** What you will do **
Write out every entry word for word.

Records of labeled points
/---
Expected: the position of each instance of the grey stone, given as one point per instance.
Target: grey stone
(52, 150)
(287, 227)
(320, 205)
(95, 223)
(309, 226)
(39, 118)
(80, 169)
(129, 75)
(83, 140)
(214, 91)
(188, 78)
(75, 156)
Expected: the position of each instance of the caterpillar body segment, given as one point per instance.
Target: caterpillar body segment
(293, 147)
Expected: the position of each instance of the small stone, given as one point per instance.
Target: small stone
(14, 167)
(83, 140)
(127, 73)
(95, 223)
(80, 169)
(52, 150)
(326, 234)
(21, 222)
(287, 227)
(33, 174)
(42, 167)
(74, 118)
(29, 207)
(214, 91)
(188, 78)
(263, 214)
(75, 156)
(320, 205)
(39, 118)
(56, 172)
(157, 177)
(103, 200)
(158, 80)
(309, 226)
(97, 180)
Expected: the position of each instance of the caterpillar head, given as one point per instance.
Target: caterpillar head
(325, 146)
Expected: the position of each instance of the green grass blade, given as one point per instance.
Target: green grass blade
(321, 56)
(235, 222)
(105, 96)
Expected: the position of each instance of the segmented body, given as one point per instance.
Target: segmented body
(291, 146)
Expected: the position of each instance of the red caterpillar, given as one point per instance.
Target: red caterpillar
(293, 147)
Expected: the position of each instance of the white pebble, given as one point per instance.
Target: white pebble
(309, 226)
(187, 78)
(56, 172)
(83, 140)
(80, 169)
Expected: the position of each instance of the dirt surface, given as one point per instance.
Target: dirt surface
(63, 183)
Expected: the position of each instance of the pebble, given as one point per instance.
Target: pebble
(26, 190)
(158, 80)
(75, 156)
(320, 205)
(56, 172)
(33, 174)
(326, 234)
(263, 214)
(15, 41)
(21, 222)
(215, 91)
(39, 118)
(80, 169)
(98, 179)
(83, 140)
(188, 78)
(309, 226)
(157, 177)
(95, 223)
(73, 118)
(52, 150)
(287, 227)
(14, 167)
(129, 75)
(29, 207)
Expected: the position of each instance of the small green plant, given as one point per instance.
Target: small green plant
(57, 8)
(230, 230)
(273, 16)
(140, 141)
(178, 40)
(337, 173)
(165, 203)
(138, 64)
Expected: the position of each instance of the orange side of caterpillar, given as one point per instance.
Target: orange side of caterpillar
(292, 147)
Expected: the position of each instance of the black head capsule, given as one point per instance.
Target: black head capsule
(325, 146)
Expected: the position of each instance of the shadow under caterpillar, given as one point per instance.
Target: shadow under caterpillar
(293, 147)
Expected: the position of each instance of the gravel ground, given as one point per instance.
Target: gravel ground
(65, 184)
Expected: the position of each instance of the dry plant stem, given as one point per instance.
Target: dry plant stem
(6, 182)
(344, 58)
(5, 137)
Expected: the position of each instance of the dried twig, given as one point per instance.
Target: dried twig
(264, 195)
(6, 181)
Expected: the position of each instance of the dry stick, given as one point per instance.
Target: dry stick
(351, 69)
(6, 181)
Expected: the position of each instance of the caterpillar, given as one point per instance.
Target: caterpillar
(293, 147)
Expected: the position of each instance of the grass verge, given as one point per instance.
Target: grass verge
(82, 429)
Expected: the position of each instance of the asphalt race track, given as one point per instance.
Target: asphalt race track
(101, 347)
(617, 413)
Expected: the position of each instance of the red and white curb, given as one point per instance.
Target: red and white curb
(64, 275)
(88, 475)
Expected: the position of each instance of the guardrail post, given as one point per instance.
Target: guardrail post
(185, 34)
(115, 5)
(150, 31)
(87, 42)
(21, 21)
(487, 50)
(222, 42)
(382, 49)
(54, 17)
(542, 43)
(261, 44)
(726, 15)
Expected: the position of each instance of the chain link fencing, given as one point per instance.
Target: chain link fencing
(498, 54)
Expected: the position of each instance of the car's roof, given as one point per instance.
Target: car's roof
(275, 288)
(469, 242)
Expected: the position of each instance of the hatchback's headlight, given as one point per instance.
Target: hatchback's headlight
\---
** Right answer **
Expected: the position of each instance of the grey stone, given as one point per instance.
Target: grey stone
(52, 150)
(287, 227)
(320, 205)
(95, 223)
(309, 226)
(39, 118)
(80, 169)
(129, 75)
(83, 140)
(214, 91)
(188, 78)
(75, 156)
Expected: the position of each instance of the caterpillar body segment, given as one point per instance.
Target: caterpillar body segment
(293, 147)
Expected: the position of each instance of the small stone, given as one point per instance.
Target: small stone
(14, 167)
(83, 140)
(127, 73)
(95, 223)
(80, 169)
(52, 150)
(326, 234)
(21, 222)
(287, 227)
(33, 174)
(42, 167)
(74, 118)
(29, 207)
(214, 91)
(188, 78)
(263, 214)
(75, 156)
(320, 205)
(39, 118)
(56, 172)
(157, 177)
(103, 200)
(158, 80)
(309, 226)
(97, 180)
Expected: the position of each instance of the caterpillar head, given as one point per instance.
Target: caterpillar head
(325, 146)
Expected: the position of each instance of the green grass blade, given as one point per instance.
Target: green grass blade
(321, 56)
(235, 222)
(105, 96)
Expected: the position of each instance of the segmented body, given as one point per instance.
Target: segmented body
(291, 146)
Expected: the position of each instance of the red caterpillar, given as one point per instance.
Target: red caterpillar
(293, 147)
Expected: the position of each instance of the white pebble, given as one point per instance.
Target: white pebble
(309, 226)
(187, 78)
(56, 172)
(83, 140)
(80, 169)
Expected: the position of each instance of the dirt surface, given as one point per instance.
Target: dirt surface
(63, 183)
Expected: the position of each instance of the pebble, given as one point per instance.
Target: pebble
(26, 190)
(158, 80)
(75, 156)
(320, 205)
(56, 172)
(33, 174)
(326, 234)
(263, 214)
(15, 41)
(21, 222)
(215, 91)
(39, 118)
(80, 169)
(98, 179)
(83, 140)
(188, 78)
(309, 226)
(157, 177)
(95, 223)
(73, 118)
(52, 150)
(287, 227)
(14, 167)
(129, 75)
(29, 207)
Expected: the position of each instance of the small green plant, given as one point per instance.
Target: small green plant
(57, 8)
(230, 230)
(273, 16)
(140, 141)
(178, 40)
(337, 173)
(165, 203)
(138, 64)
Expected: the position of each instance of the orange side of caterpillar, given as one point per instance.
Target: orange side of caterpillar
(292, 147)
Expected: the position of each instance of the black head capsule, given as one point per instance.
Target: black head capsule
(325, 146)
Expected: the position of each instance of the shadow under caterpillar, given as one point per instance.
Target: shadow under caterpillar
(293, 147)
Expected: the position of each instance of the gravel ground, given as one point per instance.
Target: gravel ground
(65, 184)
Expected: the position of each instance of the dry plant stem, given as one point per instance.
Target: dry plant stem
(6, 182)
(344, 58)
(5, 137)
Expected: the position of each instance of the dried twig, given as one point per instance.
Target: dried twig
(264, 195)
(6, 181)
Expected: the position of each instance of the dry stick, given as one point per instance.
Target: dry stick
(351, 69)
(6, 181)
Expected: the position of each instance of the caterpillar, given as one point per instance.
Target: caterpillar
(293, 147)
Expected: the position of each instance of the grass verge, given as one point per instance.
Target: grass verge
(82, 429)
Expected: the position of each instance of the asphalt race track, given as one point per instance.
Target: asphalt race track
(101, 347)
(617, 413)
Expected: the position of each instance of the red and white curb, given as one point per instance.
Target: red and white curb
(64, 275)
(88, 475)
Expected: the position of each instance of the guardrail post, given as one point per instance.
Target: guardrail post
(185, 34)
(115, 5)
(150, 31)
(87, 42)
(21, 21)
(487, 50)
(222, 42)
(382, 49)
(54, 17)
(542, 43)
(261, 44)
(726, 15)
Expected: the position of each instance of the chain link fencing, given as one point per instance.
Target: chain link fencing
(498, 54)
Expected: the position of each instance of the car's roof, given as one point per instance.
Target: car's roof
(275, 288)
(469, 242)
Expected: the position of each instance of the hatchback's headlight, given as one point per instance.
Target: hatchback's headlight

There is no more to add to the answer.